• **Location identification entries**
— start —

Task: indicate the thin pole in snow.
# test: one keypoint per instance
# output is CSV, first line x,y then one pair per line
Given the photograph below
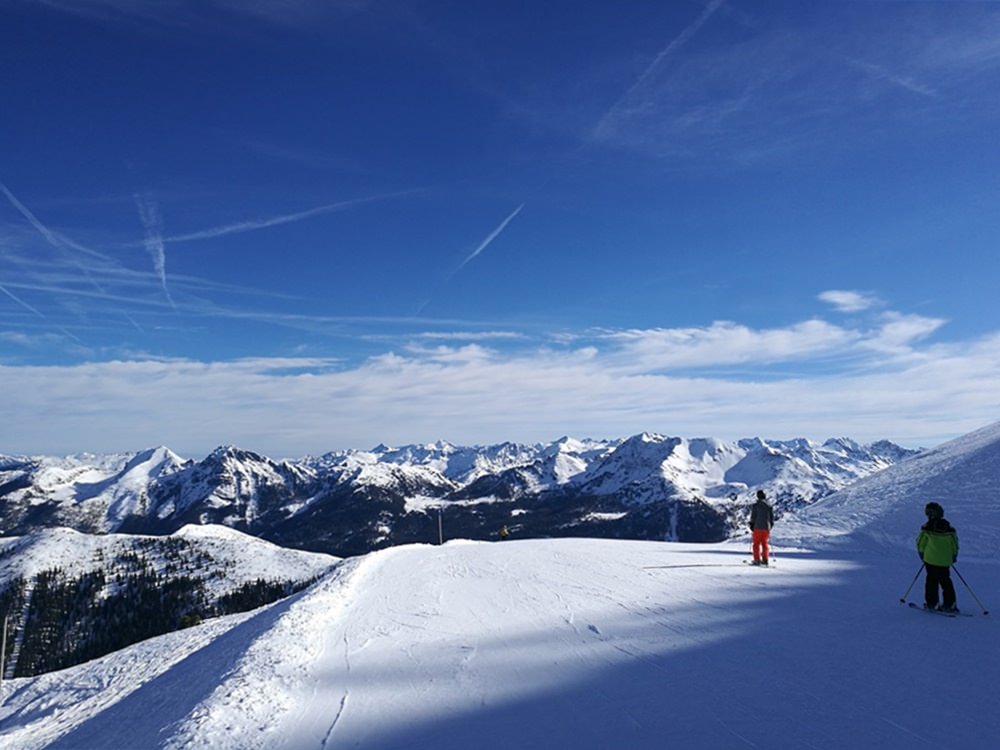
x,y
3,656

— end —

Copy the lines above word for word, leaving the image out of your answer.

• **EXERCISE OUTPUT**
Task: indicate the thin pole in snow.
# test: one keypoint per instance
# output is CSV, first line x,y then one pair per line
Given the photograph below
x,y
3,656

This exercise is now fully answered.